*** DATA TO USE Section Begins ***
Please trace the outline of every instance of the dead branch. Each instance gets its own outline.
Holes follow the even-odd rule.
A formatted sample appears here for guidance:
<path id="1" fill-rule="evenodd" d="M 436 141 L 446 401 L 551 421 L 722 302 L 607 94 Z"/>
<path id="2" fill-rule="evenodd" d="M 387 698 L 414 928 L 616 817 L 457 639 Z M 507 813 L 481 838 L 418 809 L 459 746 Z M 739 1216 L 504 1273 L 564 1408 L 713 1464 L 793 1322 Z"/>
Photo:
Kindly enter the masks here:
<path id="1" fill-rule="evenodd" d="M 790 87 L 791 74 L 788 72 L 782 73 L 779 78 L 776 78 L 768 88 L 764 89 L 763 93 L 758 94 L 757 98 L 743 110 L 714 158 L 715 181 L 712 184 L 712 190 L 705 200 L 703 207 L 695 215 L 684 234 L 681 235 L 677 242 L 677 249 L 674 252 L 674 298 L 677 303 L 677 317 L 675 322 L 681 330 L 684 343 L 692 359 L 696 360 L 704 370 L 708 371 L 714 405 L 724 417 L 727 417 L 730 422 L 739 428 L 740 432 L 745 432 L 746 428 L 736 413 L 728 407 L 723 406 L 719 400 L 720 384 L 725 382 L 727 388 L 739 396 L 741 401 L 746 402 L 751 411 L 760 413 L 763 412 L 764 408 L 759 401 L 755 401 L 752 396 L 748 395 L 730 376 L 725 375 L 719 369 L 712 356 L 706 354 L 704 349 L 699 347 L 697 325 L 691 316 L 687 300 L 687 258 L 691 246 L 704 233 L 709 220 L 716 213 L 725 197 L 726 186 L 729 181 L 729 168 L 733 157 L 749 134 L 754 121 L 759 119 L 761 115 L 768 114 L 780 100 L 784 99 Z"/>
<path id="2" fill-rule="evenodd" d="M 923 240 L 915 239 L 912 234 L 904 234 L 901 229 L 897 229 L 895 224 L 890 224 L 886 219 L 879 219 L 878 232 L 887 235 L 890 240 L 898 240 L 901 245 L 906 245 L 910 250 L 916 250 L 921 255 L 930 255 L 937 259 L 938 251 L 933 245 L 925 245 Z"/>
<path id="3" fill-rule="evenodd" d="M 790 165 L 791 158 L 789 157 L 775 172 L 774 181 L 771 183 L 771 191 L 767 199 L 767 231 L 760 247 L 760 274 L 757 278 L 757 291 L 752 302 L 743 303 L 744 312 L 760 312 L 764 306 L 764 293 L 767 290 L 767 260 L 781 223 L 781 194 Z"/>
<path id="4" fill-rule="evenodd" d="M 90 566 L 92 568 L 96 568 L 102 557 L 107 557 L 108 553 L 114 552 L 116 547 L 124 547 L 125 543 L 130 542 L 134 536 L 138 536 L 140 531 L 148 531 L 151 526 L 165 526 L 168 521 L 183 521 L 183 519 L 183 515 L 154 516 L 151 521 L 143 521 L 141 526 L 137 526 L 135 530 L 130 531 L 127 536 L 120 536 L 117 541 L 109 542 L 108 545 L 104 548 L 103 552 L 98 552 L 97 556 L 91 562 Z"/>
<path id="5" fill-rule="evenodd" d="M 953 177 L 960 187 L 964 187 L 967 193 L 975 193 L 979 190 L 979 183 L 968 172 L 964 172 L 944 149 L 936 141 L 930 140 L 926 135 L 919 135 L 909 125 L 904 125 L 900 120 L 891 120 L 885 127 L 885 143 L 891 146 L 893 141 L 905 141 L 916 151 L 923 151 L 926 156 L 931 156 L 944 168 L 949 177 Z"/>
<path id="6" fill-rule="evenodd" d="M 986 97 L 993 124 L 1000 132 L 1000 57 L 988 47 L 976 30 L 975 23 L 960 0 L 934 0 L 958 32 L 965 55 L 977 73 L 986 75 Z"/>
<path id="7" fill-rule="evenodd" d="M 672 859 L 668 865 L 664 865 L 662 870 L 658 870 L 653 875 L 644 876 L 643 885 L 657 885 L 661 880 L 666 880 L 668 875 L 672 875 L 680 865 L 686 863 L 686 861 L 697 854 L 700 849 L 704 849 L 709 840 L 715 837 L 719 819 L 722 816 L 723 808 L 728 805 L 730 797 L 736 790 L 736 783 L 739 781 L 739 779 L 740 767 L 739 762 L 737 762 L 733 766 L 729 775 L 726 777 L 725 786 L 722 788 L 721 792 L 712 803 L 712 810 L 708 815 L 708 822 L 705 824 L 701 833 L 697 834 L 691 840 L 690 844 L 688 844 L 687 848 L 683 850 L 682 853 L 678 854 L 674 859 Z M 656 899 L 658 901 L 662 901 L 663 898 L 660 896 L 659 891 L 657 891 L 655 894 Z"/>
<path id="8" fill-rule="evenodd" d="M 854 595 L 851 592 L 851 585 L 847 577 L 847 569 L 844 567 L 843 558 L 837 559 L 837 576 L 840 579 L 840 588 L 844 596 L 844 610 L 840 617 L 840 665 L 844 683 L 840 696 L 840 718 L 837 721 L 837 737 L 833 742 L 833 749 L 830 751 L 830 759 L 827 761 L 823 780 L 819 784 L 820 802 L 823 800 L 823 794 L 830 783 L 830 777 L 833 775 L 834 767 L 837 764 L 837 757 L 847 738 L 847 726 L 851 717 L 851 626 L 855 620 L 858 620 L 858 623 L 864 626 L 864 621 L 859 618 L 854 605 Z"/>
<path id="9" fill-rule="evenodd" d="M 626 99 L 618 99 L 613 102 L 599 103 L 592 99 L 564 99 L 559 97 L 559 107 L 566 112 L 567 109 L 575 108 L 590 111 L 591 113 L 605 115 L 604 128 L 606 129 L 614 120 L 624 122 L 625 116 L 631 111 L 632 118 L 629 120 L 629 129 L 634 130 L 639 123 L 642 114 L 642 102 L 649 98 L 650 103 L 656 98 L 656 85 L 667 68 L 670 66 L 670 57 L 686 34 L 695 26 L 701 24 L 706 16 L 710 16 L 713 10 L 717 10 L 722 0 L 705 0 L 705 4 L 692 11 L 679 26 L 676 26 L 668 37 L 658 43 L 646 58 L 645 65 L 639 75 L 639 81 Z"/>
*** DATA TO USE Section Ends ***
» **EXERCISE BRIEF**
With the records above in view, retype each one exactly.

» **TASK OUTPUT**
Please trace the outline of every instance of the dead branch. Each instance gets its own outline.
Holes follow the even-odd rule.
A formatted sample appears here for guidance:
<path id="1" fill-rule="evenodd" d="M 436 141 L 446 401 L 551 421 L 722 302 L 607 94 Z"/>
<path id="2" fill-rule="evenodd" d="M 387 698 L 414 928 L 616 817 L 457 639 Z M 507 813 L 481 838 L 418 809 L 459 746 Z M 739 1216 L 504 1273 L 564 1408 L 713 1464 L 793 1322 Z"/>
Photo:
Kindly enter the masks here:
<path id="1" fill-rule="evenodd" d="M 790 87 L 791 74 L 788 72 L 782 73 L 779 78 L 776 78 L 768 88 L 764 89 L 763 93 L 758 94 L 757 98 L 743 110 L 714 158 L 715 181 L 712 184 L 712 190 L 705 200 L 703 207 L 695 215 L 684 234 L 681 235 L 677 242 L 677 249 L 674 252 L 674 298 L 677 303 L 677 317 L 675 322 L 681 330 L 684 343 L 692 359 L 696 360 L 704 370 L 708 371 L 714 405 L 724 417 L 727 417 L 730 422 L 739 428 L 740 432 L 745 432 L 746 428 L 736 413 L 728 407 L 723 406 L 719 400 L 720 384 L 725 382 L 727 388 L 739 396 L 741 401 L 746 402 L 751 411 L 760 413 L 763 412 L 764 408 L 759 401 L 755 401 L 752 396 L 748 395 L 730 376 L 725 375 L 719 369 L 712 356 L 706 354 L 704 349 L 699 347 L 697 325 L 691 316 L 687 300 L 687 258 L 691 246 L 704 233 L 709 220 L 716 213 L 725 197 L 726 186 L 729 181 L 729 168 L 733 157 L 749 134 L 754 121 L 759 119 L 761 115 L 768 114 L 780 100 L 784 99 Z"/>
<path id="2" fill-rule="evenodd" d="M 923 240 L 915 239 L 912 234 L 904 234 L 901 229 L 897 229 L 895 224 L 890 224 L 886 219 L 879 219 L 878 232 L 887 235 L 890 240 L 898 240 L 901 245 L 906 245 L 910 250 L 916 250 L 921 255 L 930 255 L 937 259 L 938 251 L 933 245 L 925 245 Z"/>
<path id="3" fill-rule="evenodd" d="M 790 165 L 791 158 L 789 157 L 775 172 L 774 181 L 771 183 L 771 191 L 767 199 L 767 231 L 760 247 L 760 274 L 757 278 L 757 291 L 752 302 L 743 303 L 744 312 L 760 312 L 764 306 L 764 293 L 767 290 L 767 260 L 781 223 L 781 194 Z"/>
<path id="4" fill-rule="evenodd" d="M 90 566 L 92 568 L 96 568 L 102 557 L 107 557 L 108 553 L 114 552 L 116 547 L 124 547 L 125 543 L 130 542 L 134 536 L 138 536 L 140 531 L 148 531 L 151 526 L 165 526 L 168 521 L 183 521 L 183 519 L 183 515 L 154 516 L 151 521 L 143 521 L 141 526 L 137 526 L 135 530 L 130 531 L 127 536 L 120 536 L 117 541 L 109 542 L 108 545 L 104 548 L 103 552 L 98 552 L 97 556 L 91 562 Z"/>
<path id="5" fill-rule="evenodd" d="M 953 177 L 960 187 L 964 187 L 967 193 L 975 193 L 979 190 L 979 183 L 968 172 L 964 172 L 944 149 L 936 141 L 930 140 L 926 135 L 919 135 L 909 125 L 904 125 L 900 120 L 891 120 L 885 127 L 885 143 L 891 146 L 893 141 L 905 141 L 916 151 L 923 151 L 926 156 L 931 156 L 944 168 L 949 177 Z"/>
<path id="6" fill-rule="evenodd" d="M 986 97 L 993 124 L 1000 132 L 1000 57 L 988 47 L 976 30 L 975 23 L 960 0 L 934 0 L 958 32 L 965 55 L 977 73 L 986 75 Z"/>
<path id="7" fill-rule="evenodd" d="M 672 859 L 668 865 L 664 865 L 662 870 L 658 870 L 653 875 L 644 876 L 643 885 L 657 885 L 661 880 L 666 880 L 668 875 L 672 875 L 680 865 L 686 863 L 686 861 L 697 854 L 700 849 L 704 849 L 709 840 L 715 837 L 719 819 L 722 816 L 723 808 L 728 805 L 730 797 L 736 790 L 736 783 L 739 781 L 739 779 L 740 767 L 739 762 L 737 762 L 733 766 L 729 775 L 726 777 L 725 786 L 722 788 L 721 792 L 712 803 L 712 810 L 708 815 L 708 822 L 705 824 L 701 833 L 697 834 L 691 840 L 690 844 L 688 844 L 687 848 L 683 850 L 682 853 L 678 854 L 674 859 Z M 656 899 L 658 901 L 662 901 L 663 898 L 660 896 L 659 891 L 657 891 L 655 894 Z"/>
<path id="8" fill-rule="evenodd" d="M 854 595 L 851 592 L 851 585 L 847 577 L 847 569 L 844 567 L 843 558 L 837 559 L 837 576 L 840 579 L 840 588 L 844 596 L 844 610 L 840 617 L 840 665 L 844 683 L 840 696 L 840 718 L 837 721 L 837 737 L 833 742 L 833 749 L 830 751 L 830 759 L 827 761 L 823 780 L 819 784 L 820 802 L 823 800 L 823 794 L 830 783 L 830 777 L 833 775 L 834 767 L 837 764 L 837 757 L 847 738 L 847 726 L 851 717 L 851 626 L 855 620 L 858 620 L 858 623 L 864 626 L 864 621 L 859 618 L 854 605 Z"/>
<path id="9" fill-rule="evenodd" d="M 626 99 L 618 99 L 613 102 L 599 103 L 592 99 L 564 99 L 559 97 L 559 107 L 566 112 L 567 109 L 575 108 L 590 111 L 591 113 L 605 115 L 604 128 L 606 129 L 614 120 L 624 122 L 625 116 L 631 111 L 632 118 L 629 120 L 629 129 L 634 130 L 639 123 L 642 114 L 642 102 L 649 98 L 650 103 L 656 98 L 656 85 L 667 68 L 670 66 L 670 57 L 686 34 L 695 26 L 701 24 L 706 16 L 710 16 L 713 10 L 717 10 L 722 0 L 705 0 L 705 4 L 692 11 L 679 26 L 676 26 L 668 37 L 658 43 L 646 58 L 645 65 L 639 75 L 639 81 Z"/>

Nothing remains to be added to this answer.